• Short exercise
Count the lines of the records below that contain the word "plant". Give only the number.

---

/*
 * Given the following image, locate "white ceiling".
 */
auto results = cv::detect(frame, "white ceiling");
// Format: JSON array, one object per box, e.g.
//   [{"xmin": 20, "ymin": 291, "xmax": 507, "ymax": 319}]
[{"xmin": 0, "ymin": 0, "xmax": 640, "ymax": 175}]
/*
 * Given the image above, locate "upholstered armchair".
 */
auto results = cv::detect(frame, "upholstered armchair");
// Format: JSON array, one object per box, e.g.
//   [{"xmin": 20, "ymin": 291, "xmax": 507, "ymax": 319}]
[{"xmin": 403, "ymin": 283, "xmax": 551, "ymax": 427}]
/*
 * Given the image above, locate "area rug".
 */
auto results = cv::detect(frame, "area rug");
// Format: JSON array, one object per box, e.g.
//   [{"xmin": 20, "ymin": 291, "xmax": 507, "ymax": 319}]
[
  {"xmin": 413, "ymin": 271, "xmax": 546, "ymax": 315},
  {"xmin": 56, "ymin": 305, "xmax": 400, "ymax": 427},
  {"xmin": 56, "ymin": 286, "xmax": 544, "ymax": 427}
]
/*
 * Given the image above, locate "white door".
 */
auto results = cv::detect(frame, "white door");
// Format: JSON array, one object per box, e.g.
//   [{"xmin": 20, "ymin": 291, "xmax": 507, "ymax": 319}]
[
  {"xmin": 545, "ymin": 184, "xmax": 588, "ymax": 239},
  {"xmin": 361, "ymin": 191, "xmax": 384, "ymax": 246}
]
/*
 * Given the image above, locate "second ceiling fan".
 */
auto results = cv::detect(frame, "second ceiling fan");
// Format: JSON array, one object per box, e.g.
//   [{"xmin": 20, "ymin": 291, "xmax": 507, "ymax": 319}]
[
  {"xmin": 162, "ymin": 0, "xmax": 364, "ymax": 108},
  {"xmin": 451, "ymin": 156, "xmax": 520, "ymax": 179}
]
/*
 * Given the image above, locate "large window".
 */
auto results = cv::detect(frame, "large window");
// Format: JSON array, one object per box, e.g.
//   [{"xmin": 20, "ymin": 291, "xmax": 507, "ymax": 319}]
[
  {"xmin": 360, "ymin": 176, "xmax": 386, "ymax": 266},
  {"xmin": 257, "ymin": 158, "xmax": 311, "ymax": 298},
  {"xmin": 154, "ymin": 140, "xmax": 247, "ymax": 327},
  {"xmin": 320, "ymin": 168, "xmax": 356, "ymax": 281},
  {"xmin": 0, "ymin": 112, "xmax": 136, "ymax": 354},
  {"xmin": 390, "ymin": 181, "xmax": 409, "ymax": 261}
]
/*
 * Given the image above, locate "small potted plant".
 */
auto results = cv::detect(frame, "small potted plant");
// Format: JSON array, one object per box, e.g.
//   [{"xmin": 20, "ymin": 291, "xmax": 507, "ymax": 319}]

---

• Output below
2